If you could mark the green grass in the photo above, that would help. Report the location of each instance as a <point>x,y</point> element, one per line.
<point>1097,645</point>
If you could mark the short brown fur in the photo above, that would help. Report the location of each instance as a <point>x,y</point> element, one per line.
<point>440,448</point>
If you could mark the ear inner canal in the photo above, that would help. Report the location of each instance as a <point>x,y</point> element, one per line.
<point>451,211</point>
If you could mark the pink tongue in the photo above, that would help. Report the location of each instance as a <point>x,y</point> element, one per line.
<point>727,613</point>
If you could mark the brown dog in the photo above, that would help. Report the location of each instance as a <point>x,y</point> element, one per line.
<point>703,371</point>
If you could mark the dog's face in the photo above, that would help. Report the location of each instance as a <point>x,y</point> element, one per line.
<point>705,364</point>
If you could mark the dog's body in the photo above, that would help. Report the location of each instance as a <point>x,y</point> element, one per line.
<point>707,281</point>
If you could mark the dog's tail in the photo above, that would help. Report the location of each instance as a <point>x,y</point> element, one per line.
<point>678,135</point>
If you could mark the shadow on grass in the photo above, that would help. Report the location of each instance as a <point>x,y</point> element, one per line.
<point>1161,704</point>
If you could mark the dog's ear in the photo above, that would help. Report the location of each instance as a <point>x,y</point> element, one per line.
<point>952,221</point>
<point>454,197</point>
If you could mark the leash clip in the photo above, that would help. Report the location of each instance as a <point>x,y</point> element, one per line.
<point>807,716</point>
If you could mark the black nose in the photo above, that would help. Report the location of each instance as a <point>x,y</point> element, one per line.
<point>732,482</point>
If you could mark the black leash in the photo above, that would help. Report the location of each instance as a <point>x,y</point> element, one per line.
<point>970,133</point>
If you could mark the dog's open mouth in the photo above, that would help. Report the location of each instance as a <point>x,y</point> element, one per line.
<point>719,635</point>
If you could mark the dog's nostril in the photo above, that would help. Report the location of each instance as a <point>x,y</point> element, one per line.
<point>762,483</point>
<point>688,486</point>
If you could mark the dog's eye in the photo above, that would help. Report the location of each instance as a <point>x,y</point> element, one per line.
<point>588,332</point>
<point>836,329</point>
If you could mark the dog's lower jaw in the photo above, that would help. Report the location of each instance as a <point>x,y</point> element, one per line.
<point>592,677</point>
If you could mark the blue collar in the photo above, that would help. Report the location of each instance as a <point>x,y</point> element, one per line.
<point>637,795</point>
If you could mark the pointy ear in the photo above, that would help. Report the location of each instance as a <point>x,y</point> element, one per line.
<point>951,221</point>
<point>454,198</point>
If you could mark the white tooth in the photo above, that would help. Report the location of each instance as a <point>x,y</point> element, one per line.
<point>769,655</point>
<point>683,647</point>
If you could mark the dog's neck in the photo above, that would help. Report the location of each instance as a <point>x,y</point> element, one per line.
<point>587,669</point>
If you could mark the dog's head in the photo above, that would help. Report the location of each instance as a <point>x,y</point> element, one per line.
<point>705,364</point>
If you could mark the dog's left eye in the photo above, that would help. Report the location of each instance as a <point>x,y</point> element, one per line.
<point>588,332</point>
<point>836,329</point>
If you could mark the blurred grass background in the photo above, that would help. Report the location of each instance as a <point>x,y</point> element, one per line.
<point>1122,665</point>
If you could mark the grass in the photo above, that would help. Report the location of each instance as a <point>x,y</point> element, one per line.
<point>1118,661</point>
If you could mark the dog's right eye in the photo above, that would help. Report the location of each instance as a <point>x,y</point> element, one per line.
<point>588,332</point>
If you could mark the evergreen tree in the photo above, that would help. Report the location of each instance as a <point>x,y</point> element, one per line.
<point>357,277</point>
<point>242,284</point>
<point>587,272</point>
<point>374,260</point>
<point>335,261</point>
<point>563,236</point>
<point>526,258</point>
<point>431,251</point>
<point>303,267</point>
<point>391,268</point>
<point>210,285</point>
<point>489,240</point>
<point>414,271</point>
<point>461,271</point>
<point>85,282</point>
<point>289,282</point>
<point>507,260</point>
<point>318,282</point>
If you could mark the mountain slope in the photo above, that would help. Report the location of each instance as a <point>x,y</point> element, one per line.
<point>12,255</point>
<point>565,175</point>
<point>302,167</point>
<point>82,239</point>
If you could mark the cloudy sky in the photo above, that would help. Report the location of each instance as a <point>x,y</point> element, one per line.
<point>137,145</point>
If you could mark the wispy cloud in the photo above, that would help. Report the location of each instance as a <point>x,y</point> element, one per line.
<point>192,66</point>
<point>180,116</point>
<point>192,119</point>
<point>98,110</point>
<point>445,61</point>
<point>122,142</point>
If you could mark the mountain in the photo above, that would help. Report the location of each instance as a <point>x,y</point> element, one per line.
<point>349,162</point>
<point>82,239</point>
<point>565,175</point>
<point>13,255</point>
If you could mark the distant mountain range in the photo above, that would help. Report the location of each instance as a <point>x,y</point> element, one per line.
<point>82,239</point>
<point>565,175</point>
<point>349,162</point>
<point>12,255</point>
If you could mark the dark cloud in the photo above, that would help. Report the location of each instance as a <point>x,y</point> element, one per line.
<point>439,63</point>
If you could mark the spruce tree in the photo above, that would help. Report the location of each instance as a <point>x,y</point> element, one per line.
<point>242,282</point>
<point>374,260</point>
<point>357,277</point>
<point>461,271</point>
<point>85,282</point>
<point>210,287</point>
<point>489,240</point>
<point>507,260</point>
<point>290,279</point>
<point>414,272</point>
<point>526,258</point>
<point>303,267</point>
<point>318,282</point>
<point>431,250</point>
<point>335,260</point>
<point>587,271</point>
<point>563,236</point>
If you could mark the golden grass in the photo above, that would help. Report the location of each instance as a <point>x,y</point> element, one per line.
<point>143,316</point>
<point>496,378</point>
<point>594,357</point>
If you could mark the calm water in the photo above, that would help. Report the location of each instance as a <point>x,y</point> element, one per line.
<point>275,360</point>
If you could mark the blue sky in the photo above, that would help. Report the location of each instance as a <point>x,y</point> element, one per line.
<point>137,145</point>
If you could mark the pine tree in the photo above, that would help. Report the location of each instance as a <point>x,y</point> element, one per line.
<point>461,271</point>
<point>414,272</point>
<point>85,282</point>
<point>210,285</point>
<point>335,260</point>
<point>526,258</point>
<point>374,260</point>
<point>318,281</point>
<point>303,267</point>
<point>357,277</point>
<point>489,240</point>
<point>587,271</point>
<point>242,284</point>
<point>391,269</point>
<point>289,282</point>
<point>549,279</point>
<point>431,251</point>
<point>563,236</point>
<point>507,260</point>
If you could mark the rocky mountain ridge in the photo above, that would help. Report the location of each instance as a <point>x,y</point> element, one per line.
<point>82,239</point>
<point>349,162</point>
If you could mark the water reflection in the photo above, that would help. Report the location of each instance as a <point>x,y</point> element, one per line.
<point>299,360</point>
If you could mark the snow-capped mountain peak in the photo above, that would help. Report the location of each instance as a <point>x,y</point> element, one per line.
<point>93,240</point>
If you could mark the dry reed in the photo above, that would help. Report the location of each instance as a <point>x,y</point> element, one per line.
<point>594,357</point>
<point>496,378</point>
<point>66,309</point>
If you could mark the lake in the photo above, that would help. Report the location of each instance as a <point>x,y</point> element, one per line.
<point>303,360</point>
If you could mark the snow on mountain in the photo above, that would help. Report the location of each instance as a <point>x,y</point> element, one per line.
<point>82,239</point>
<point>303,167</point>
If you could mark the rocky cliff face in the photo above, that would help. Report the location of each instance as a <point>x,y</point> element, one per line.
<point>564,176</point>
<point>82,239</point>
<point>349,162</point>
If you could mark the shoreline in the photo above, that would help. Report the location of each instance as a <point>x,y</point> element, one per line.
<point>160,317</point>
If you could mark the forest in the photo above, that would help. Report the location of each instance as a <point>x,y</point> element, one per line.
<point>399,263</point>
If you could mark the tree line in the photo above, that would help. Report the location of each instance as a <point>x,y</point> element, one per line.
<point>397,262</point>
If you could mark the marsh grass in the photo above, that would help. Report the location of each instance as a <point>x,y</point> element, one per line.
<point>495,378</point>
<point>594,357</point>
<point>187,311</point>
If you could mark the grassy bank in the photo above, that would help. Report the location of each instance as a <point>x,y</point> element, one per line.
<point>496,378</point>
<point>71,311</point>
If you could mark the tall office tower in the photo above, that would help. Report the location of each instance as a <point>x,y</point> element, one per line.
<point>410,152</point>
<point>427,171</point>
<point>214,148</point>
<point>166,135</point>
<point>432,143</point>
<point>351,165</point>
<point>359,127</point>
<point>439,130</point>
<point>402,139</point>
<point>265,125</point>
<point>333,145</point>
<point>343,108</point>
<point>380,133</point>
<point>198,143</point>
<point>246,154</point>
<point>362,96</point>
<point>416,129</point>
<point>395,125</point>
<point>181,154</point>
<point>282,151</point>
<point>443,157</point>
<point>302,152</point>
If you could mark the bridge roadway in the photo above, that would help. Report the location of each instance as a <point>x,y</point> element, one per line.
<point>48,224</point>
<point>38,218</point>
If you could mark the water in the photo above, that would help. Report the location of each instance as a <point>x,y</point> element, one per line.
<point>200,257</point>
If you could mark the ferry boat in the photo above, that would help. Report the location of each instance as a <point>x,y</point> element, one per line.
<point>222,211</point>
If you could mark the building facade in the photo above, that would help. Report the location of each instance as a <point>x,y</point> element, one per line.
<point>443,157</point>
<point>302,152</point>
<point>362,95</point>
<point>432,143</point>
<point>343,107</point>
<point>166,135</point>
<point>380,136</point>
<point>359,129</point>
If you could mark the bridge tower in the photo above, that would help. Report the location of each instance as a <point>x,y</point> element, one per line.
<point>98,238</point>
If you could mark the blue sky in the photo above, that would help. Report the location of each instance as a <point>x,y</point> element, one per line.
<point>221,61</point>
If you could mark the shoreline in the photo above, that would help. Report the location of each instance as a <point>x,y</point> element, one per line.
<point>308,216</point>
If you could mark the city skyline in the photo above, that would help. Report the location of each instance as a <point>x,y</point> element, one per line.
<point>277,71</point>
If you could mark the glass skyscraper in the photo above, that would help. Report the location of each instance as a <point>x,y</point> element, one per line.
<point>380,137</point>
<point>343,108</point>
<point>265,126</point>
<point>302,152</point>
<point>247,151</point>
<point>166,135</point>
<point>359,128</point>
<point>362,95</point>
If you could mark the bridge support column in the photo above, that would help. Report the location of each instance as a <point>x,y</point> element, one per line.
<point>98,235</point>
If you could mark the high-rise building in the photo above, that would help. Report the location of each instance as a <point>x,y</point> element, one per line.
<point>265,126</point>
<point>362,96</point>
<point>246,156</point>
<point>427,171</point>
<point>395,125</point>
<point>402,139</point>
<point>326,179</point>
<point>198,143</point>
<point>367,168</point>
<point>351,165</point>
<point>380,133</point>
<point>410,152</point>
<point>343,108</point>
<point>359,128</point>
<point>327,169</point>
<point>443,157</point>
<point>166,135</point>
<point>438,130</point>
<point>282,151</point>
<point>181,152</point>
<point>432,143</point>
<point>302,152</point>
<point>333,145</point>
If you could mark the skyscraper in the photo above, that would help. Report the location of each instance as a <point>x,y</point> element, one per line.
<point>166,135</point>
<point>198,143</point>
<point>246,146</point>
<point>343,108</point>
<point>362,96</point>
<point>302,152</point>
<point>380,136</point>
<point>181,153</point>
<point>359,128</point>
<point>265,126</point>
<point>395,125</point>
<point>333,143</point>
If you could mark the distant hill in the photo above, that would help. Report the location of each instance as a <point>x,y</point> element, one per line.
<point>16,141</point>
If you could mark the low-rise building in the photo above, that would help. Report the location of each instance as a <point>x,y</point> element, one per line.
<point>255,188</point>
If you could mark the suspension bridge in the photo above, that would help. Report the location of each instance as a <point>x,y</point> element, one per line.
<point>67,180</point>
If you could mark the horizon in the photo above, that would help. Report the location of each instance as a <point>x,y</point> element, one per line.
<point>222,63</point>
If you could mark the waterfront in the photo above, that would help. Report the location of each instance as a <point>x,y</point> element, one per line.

- - - - -

▶ **Work instructions**:
Put the lines of the rows above, from the first line through the line containing "<point>451,211</point>", both included, into a JSON list of strings, one string per line and blank lines skipped.

▶ **Finished answer**:
[
  "If you could mark the green grass in the photo above, that would help. Report the location of each instance as a <point>x,y</point> element, one per line.",
  "<point>1097,645</point>",
  "If you could mark the short brown fur in the photo above, that would help. Report the location of each instance as a <point>x,y</point> element, one per line.",
  "<point>440,448</point>",
  "If you could mark the ear inner canal in the photo above, that would help. Report the location of each instance as a <point>x,y</point> element, one per line.",
  "<point>451,211</point>"
]